■ **GIVEN TASK**
Edit the material below by changing every "smartphone" to "mobile phone" and leaving all other text as it is. Omit the pictures from your answer.

Entries drawn from a collection:
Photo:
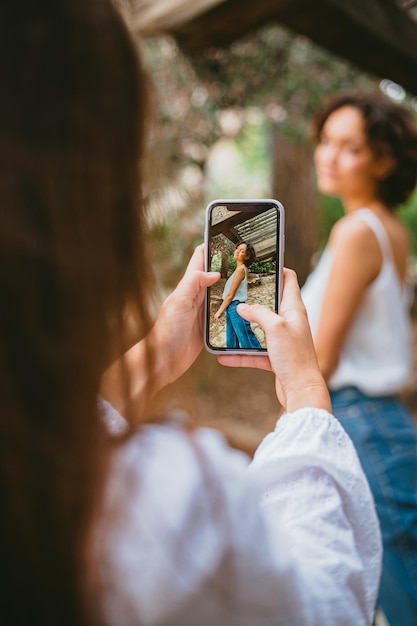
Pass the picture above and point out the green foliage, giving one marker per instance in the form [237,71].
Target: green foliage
[330,210]
[272,73]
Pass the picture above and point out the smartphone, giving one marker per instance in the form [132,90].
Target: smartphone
[244,241]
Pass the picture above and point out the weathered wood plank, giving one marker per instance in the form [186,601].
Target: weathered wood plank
[155,16]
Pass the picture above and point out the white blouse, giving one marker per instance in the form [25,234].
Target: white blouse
[193,534]
[376,355]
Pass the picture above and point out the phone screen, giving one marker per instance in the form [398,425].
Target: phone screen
[244,242]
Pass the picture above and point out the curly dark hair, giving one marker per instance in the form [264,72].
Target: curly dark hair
[390,129]
[250,250]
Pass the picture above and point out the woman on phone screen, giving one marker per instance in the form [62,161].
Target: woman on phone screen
[358,302]
[239,333]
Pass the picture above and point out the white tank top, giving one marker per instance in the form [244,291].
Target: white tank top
[376,356]
[241,292]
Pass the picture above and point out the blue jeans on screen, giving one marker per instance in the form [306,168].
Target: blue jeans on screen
[385,438]
[239,333]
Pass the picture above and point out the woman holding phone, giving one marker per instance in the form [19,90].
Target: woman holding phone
[358,302]
[111,514]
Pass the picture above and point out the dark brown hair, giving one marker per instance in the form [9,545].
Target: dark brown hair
[71,245]
[390,129]
[250,250]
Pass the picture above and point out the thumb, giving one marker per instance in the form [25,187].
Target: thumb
[257,313]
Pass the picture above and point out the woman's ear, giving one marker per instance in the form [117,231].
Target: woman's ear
[384,166]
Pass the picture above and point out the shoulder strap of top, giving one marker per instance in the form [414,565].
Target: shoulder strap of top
[366,215]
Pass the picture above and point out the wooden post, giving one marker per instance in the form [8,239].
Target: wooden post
[294,185]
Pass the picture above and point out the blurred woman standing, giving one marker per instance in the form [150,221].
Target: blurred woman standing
[358,301]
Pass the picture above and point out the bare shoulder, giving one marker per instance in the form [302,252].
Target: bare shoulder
[349,232]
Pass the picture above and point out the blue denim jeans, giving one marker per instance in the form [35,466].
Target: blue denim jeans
[238,331]
[384,434]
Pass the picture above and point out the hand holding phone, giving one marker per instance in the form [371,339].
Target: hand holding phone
[244,241]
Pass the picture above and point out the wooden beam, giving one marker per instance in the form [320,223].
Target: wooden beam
[373,34]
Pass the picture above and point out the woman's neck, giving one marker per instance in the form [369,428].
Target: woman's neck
[352,205]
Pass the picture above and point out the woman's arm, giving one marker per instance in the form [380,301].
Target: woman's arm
[238,276]
[356,263]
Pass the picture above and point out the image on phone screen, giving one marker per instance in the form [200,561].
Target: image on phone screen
[243,243]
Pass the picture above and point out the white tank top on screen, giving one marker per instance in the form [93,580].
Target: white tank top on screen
[376,356]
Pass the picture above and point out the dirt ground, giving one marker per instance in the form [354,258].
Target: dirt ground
[242,402]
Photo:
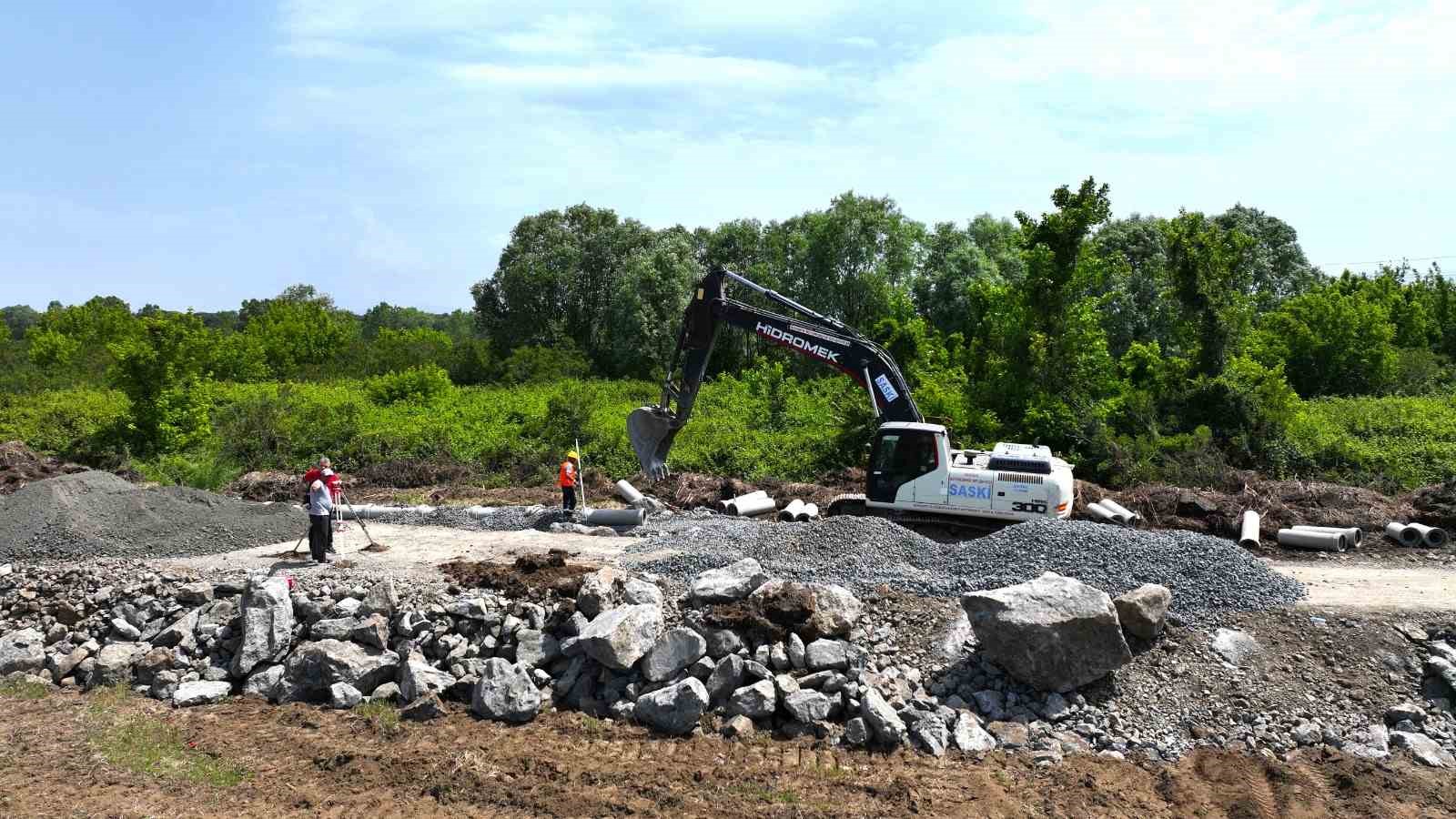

■ **RESPONSE BELOW**
Photo:
Pass the picture above and point out the green foliage, giving one marker per instance in the form [237,71].
Target: green foliage
[330,210]
[272,73]
Pass the picture above and point out the mobile phone, giving one marker per instance in the form [132,90].
Target: mobile phone
[244,241]
Pass the picture above and point out the weathered wood plank, giving one marker per instance in the form [186,601].
Target: weathered wood plank
[155,16]
Pass the picture above and point out the white blouse, giving one marker per instance in the form [25,234].
Target: white blouse
[193,534]
[376,355]
Pass the picture above and point out the phone screen, giving one marker per instance in the form [398,425].
Target: phone screen
[244,242]
Pass the picture above and point out the curly dark hair, giving one marker per instance in the form [264,72].
Target: curly dark hair
[390,129]
[250,250]
Pass the picture above and point out the woman on phone screen, giving one marker per instance in the form [62,161].
Target: woman on phone screen
[358,302]
[239,333]
Pass the picture above and point out the white tank top, giving one marker per instance in the form [244,291].
Target: white tank top
[376,356]
[241,292]
Pass the picture above and point out the blue jeans on screen, giving one marker per instance in the form [306,168].
Target: blue jeans on screen
[385,438]
[239,333]
Pass the picture above and point out the woman holding phone, giving one marker per instance in the form [19,90].
Target: woman holding phone
[358,302]
[111,514]
Pass the picture above and point out the dark brown hair, giving one marker per instance in the form [9,545].
Target: dark brown hair
[71,245]
[390,129]
[250,250]
Pass the picture above and point out the thumb, giving one marker per instance in the form [25,187].
Target: thumb
[257,313]
Pass the picture above and point out the woman's ear, giving one marker per instance in the form [117,231].
Target: woman's ear
[384,166]
Pass the picture above and point out the shoulder strap of top, giving one marker per instance in the form [414,565].
Target: shoulder strap of top
[366,215]
Pass the picture above and point out the wooden post, giving one marker per instance in the form [8,239].
Target: wooden post
[294,185]
Pass the picture above and point out the blurred woman standing, giving one marker per instance in the form [150,221].
Target: blurred woman standing
[358,301]
Pass the picture above and point out the bare shoulder, giving one marker per instance in the form [302,252].
Target: bare shoulder
[349,232]
Pass the picture above and point out the blue denim jeans, giving one marker per instance in the form [35,466].
Target: blue denim jeans
[238,331]
[384,434]
Pass the picture above and point out the hand holding phone, giving one marker per instance in the form [371,339].
Target: hand holding phone
[244,241]
Pass the picture above and point out the wooden beam, giving one marker per instance in the form [320,223].
Target: wooden beam
[373,34]
Pass the picture above and point out the woman's neck, giving one marker per instance in the form [369,428].
Target: woman's neck
[352,205]
Pass the picture above and point out the woman's arm, giving one marker per instance in the form [380,301].
Target: woman's arm
[238,276]
[356,263]
Pass the picture above and point out the image on phone screen, giving one marker per instance in the form [200,561].
Target: image on phone screen
[243,243]
Pass the picture above and point out the white tank top on screen, giving one marker per instance in the form [93,580].
Target: white tank top on screen
[376,356]
Pass the picture above and point out the dirt ground, giving one marker per instance in the form [354,258].
Target: dirt ground
[242,402]
Photo:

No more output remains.